• _Trecho do documento_:
%%

Duas "mulheres" em conflito



Em virtude de sua inigualável estrutura literária e de sua unidade interna indissolúvel, nenhum capítulo do Apocalipse deve ser apreciado independentemente de seu contexto.

O livro se divide em seções que se ampliam e se esclarecem mutuamente, e suas partes e contrapartes revelam em traços muito fortes a natureza e o destino de cada um dos atores implicados no grande drama dos séculos.

Um exemplo é a seção do Apocalipse que trata do julgamento de Babilônia e que abrange os capítulos 17:1 a 19:10, e sua contraparte, a seção sobre a Nova Jerusalém, que começa em Apocalipse 21:9 e se estende até o 22:9, ambas apreciadas no artigo anterior.

%%

• _Registros fornecidos_:
%%

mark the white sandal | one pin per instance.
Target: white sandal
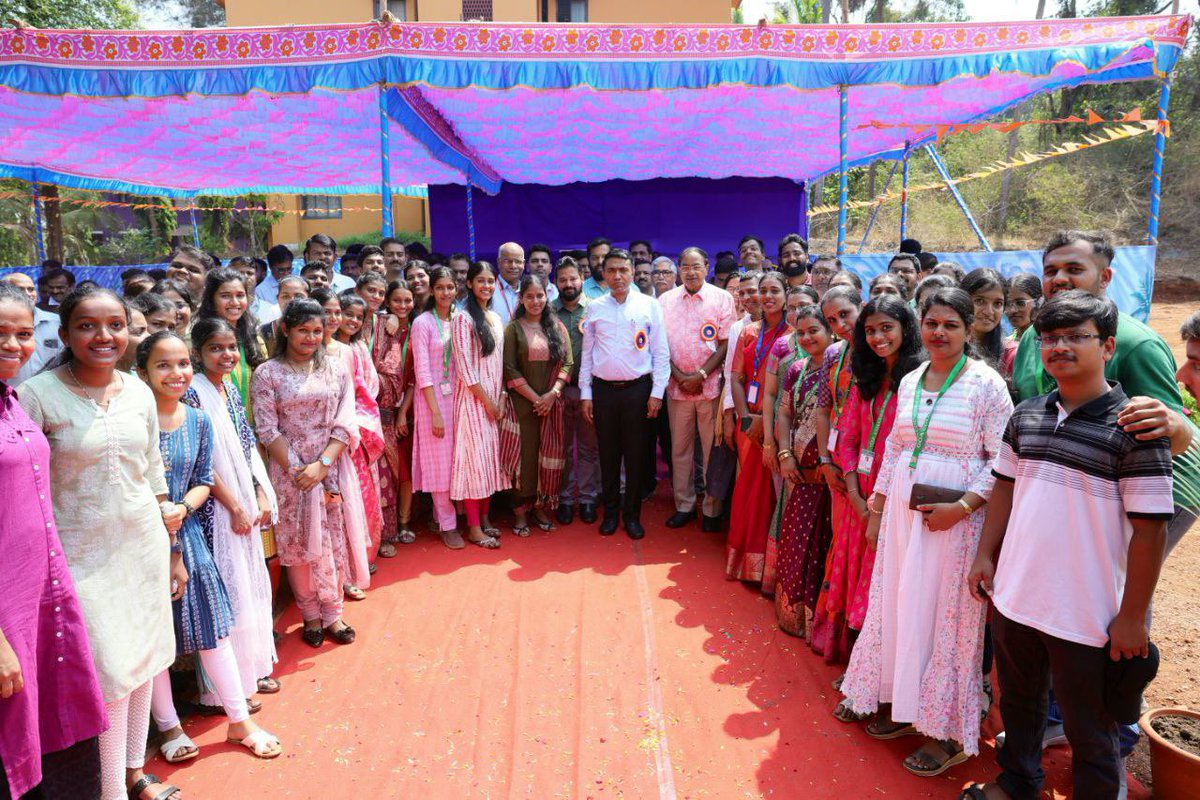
(261, 744)
(171, 749)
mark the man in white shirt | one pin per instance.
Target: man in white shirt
(510, 263)
(623, 376)
(46, 329)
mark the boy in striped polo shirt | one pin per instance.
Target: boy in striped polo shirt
(1081, 509)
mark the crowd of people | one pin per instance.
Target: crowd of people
(864, 450)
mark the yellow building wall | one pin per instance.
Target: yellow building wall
(241, 13)
(407, 215)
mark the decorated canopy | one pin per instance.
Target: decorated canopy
(311, 109)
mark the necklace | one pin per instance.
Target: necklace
(87, 394)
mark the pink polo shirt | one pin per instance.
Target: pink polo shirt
(696, 325)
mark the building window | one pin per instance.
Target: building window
(573, 11)
(322, 206)
(480, 10)
(399, 8)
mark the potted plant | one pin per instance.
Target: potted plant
(1174, 738)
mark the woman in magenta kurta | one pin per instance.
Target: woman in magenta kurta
(51, 708)
(475, 474)
(435, 417)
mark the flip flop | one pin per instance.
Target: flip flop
(171, 749)
(262, 744)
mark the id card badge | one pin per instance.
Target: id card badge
(753, 392)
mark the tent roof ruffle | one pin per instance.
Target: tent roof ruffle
(297, 109)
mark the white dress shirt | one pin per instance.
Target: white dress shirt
(624, 341)
(46, 336)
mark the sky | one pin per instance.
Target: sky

%%

• _Sobre a tarefa_: Reescreva a parte do trecho do documento que começa com as palavras "Um exemplo é" e termina com "no artigo anterior.", trocando "Nova Jerusalém" por "Cidade Santa".

• _Resultado da tarefa_:
Um exemplo é a seção do Apocalipse que trata do julgamento de Babilônia e que abrange os capítulos 17:1 a 19:10, e sua contraparte, a seção sobre a Cidade Santa, que começa em Apocalipse 21:9 e se estende até o 22:9, ambas apreciadas no artigo anterior.